Working data >>

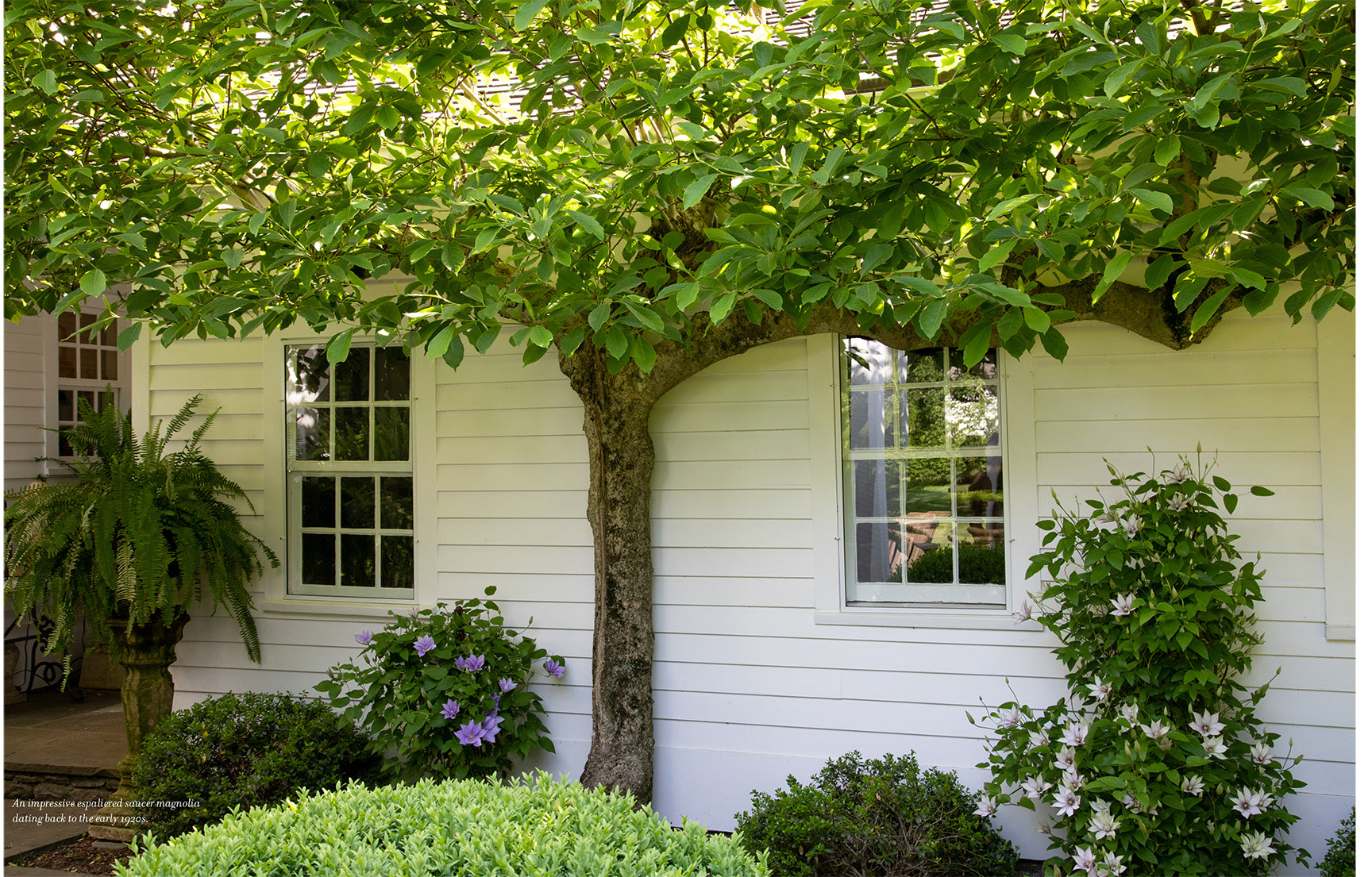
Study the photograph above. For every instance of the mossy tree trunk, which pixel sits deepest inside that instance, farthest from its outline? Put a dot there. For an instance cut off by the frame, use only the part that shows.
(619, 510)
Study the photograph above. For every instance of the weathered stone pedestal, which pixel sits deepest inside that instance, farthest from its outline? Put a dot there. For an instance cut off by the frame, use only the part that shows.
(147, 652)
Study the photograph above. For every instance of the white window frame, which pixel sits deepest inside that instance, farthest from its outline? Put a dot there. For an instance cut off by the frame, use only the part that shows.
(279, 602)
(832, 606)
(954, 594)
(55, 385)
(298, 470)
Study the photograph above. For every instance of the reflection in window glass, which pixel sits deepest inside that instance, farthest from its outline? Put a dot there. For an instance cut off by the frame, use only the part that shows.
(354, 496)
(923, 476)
* * *
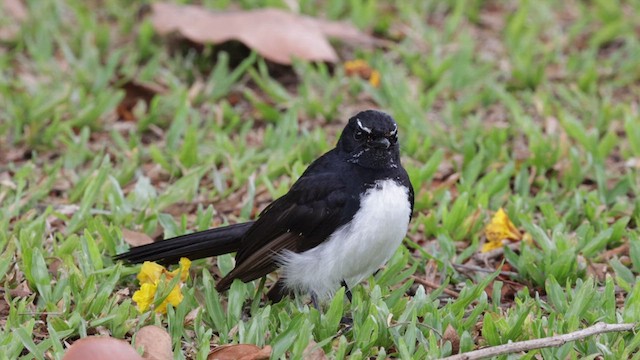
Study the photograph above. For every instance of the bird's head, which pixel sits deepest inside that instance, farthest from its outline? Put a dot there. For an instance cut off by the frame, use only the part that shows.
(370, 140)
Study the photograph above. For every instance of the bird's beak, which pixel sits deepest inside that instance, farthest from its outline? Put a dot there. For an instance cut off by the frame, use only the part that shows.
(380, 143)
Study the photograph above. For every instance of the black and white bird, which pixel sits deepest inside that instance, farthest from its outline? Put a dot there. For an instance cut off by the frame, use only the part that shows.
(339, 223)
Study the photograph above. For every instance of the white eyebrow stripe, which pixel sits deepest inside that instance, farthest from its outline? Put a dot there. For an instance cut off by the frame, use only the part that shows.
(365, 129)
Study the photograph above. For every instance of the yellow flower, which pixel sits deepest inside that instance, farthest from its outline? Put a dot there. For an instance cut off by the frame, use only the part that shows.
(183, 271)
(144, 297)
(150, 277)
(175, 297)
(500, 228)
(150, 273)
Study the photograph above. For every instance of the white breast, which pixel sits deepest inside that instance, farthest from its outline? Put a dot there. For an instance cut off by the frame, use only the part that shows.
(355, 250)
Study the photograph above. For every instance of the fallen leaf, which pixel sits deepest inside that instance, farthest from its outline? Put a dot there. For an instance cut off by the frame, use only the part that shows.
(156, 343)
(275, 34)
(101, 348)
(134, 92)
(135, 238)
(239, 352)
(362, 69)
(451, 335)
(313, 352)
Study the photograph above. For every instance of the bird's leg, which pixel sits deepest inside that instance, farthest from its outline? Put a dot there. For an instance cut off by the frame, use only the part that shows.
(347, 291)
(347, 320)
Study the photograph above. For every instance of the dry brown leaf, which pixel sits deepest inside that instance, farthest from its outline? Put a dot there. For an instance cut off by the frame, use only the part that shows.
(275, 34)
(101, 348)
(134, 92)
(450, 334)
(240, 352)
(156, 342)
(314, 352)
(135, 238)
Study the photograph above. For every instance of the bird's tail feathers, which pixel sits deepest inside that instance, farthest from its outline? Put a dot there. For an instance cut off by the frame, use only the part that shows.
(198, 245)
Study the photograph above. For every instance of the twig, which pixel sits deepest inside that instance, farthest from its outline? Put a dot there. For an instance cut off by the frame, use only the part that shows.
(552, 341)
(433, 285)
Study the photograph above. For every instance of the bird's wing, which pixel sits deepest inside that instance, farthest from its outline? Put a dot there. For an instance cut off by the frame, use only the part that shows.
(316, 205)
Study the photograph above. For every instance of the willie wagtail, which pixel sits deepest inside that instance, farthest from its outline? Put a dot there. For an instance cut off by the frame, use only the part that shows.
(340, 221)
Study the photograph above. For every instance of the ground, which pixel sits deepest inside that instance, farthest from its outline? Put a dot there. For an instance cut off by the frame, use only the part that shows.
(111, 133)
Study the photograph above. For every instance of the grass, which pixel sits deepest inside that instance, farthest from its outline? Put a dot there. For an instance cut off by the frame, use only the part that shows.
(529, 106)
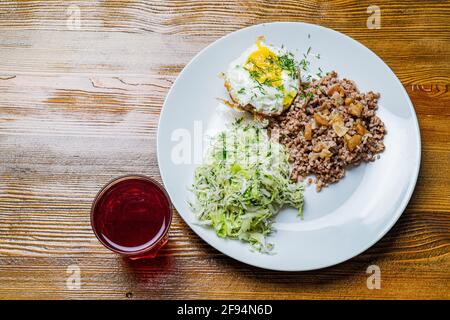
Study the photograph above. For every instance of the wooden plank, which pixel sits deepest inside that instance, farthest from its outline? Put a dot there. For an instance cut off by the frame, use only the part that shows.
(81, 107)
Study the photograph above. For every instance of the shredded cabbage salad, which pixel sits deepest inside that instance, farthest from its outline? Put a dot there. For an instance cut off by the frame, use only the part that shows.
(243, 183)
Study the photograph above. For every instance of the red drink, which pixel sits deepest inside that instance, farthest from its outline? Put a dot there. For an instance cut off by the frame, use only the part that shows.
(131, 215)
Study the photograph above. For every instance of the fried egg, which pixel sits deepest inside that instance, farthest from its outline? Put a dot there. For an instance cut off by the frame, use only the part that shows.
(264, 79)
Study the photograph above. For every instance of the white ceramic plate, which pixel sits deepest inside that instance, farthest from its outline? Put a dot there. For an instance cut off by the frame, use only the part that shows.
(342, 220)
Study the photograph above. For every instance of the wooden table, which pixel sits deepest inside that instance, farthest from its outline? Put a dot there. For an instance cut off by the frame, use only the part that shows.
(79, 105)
==
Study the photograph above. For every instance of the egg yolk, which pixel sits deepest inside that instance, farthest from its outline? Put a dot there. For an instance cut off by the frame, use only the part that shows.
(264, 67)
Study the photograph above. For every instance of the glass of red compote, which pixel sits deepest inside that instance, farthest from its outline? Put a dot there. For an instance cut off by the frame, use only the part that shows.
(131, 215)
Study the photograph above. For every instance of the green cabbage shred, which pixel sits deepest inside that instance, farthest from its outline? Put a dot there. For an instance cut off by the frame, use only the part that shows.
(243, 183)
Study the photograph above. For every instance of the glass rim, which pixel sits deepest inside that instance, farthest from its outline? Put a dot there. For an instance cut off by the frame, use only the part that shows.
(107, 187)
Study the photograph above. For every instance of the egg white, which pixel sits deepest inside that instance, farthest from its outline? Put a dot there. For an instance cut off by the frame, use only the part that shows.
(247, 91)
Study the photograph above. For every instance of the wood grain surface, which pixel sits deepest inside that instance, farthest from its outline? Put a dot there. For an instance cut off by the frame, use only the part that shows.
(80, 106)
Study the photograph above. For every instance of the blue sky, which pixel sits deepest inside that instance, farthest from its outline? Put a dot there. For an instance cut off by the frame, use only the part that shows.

Problem >>
Write out, from the lines above, only those from the line with "Study the photograph above. For every instance of the wood grain" to the line with "Study the photograph above. For every instance of the blue", exactly as given, including the first and the last.

Solved exercise >>
Study the photograph above. For every instance of the wood grain surface, which pixel sits deepest inside that instance, farthest from its outline? Put a dot there. For an instance cut off by the frame, use only the part that shows.
(80, 106)
Study the photograph above. For every instance of the blue sky, which pixel sits deepest inside that instance, farthest from its outline? Put a dot there. For an instance cut off by the frame, use only the part that shows.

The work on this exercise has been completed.